Passage to read:
I've found myself increasingly starting to understand Nick Land's adoption of Neo-Reaction in light of UBI, even if obviously whatever influence NRx has had on me has obviously not been to embrace conservative-oriented "Inner-NRx". There is a balancing act in trying to imagine an escape from the obvious failure of anarchism and leftism without falling into a fascist death-spiral. But in any event, the puritanical conservatism deeply set into American culture may end up making it impossible for UBI to pass. If so, it will almost certainly result in some other kind of collapse as conflict continues to intensify, which could prove interesting if it doesn't just result in fascism.15 The divide between the left and right in America is more intense than it has been possibly in decades, and the longer this goes on, the longer the state remains completely crippled and democracy continues to prove that it's a fucking failed system that needs to be replaced, the more likely I think it becomes that individuals will decide to start doing something differently on their own and stop waiting for a revolution. Gnon bless America.
Footnotes:
No doubt any tankies reading this are being vindicated in their belief that anarchism is essentially bourgeois. But I couldn't think of a better way to start this post, so shut up.
The relationship between reaction and anarchism (specifically post-left anarchy) is nevertheless an interesting thread that needs to be explored further. Something I plan on doing in a future poast.

Information:
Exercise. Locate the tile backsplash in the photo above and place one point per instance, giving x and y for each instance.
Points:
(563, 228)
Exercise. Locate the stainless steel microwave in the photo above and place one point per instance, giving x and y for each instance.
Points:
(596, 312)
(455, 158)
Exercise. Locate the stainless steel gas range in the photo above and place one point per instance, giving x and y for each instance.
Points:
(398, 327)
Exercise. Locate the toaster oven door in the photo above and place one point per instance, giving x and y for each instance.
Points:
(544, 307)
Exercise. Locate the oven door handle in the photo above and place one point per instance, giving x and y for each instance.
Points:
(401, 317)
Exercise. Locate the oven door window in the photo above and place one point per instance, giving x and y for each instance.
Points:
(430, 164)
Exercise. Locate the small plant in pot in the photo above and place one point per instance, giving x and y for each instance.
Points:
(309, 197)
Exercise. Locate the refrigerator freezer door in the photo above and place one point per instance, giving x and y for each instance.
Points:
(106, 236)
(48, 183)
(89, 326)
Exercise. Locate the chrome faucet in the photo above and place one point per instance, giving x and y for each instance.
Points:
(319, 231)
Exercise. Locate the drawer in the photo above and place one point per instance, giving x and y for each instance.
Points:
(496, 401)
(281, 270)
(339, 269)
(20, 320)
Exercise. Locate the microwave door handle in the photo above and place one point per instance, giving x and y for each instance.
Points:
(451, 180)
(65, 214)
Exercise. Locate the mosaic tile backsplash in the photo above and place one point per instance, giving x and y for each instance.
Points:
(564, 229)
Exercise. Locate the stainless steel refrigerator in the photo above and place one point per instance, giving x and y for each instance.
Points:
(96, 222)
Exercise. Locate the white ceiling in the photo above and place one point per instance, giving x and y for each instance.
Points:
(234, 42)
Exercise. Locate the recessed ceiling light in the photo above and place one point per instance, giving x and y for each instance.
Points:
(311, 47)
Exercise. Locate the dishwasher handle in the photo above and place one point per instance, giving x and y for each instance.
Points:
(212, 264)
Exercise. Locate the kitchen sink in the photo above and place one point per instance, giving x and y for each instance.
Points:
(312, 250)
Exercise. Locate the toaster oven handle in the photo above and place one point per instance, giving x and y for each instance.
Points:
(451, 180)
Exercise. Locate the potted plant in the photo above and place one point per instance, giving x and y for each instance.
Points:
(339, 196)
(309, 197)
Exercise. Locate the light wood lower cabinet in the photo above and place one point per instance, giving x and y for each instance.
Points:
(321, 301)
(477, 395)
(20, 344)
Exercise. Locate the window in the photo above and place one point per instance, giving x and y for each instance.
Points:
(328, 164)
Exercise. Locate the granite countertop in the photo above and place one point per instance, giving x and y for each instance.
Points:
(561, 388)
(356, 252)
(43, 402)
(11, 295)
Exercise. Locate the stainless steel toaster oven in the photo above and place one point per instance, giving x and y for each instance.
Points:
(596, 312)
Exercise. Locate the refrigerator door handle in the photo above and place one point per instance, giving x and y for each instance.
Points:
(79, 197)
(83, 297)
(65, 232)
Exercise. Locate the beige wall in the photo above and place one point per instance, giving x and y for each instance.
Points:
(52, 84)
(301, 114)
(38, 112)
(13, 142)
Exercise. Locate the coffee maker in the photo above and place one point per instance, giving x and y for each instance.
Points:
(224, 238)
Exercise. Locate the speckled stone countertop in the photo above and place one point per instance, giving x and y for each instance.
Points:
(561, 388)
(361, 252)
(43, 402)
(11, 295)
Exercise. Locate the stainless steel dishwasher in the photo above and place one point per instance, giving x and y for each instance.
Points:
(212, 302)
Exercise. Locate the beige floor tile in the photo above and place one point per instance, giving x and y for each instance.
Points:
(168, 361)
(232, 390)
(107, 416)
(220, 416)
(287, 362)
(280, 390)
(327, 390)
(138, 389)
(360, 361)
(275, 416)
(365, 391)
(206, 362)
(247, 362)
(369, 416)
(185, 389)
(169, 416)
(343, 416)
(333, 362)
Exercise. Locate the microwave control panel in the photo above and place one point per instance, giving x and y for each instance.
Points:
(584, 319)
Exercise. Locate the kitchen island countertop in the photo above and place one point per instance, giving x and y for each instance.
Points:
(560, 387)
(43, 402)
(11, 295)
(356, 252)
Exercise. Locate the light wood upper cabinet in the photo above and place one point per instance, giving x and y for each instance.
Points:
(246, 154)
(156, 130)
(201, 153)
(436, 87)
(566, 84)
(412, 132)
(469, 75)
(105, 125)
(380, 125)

Work instructions:
**A)** Decide whether each statement below agrees with the post about UBI and Neo-Reaction, answering yes or no and quoting the deciding words of the post: (i) The writer considers the divide between the left and right in America less intense than in past decades. (ii) The writer intends to explore the relationship between reaction and anarchism later. (iii) The writer suggests that American puritanical conservatism may prevent UBI from passing.
**B)** Carry on the post about UBI and Neo-Reaction from its last sentence.

Results of the exercise:
**A)**
(i) No: "The divide between the left and right in America is more intense than it has been possibly in decades"
(ii) Yes: "Something I plan on doing in a future poast."
(iii) Yes: "the puritanical conservatism deeply set into American culture may end up making it impossible for UBI to pass"

**B)**
Again, the tankies are no doubt LITERALLY WHEEZING by this point. Yes, I know, just bear with me.
Despite what you may think, being that I'm some kind of anarchist accelerationist, I unfortunately know a good deal about libertarianism/ancap and have nothing but disdain for it.
This is especially the case with respect to unpaid household labor, where more gadgets for housewives only increases their ability to perform even more useless and obsessive-compulsive chores.
Ibid.
You might argue here that obviously we need to also pass single-payer healthcare to fix this problem. While frankly I think the problem is that we need to actually start taking seriously the idea of open-sourcing all medicine and putting our money towards projects like Four Thieves Vinegar that are trying to accomplish this, it's beside the point to my argument that UBI would most likely end up being weaponized to cut social welfare programs – which would include things like single-payer healthcare.
I think Nick's comments on UBI as a fascist initiative is a delightful example of him taking up different forms of camouflage for the sake of upholding the path of severity and continuing to encourage conflict, which is undoubtedly also a significant motivation for me lashing out against UBI. Someone needs to represent the opposition, especially considering how vacuous and borderline liberal nearly every camp in the anarchist and leftist American milieus is.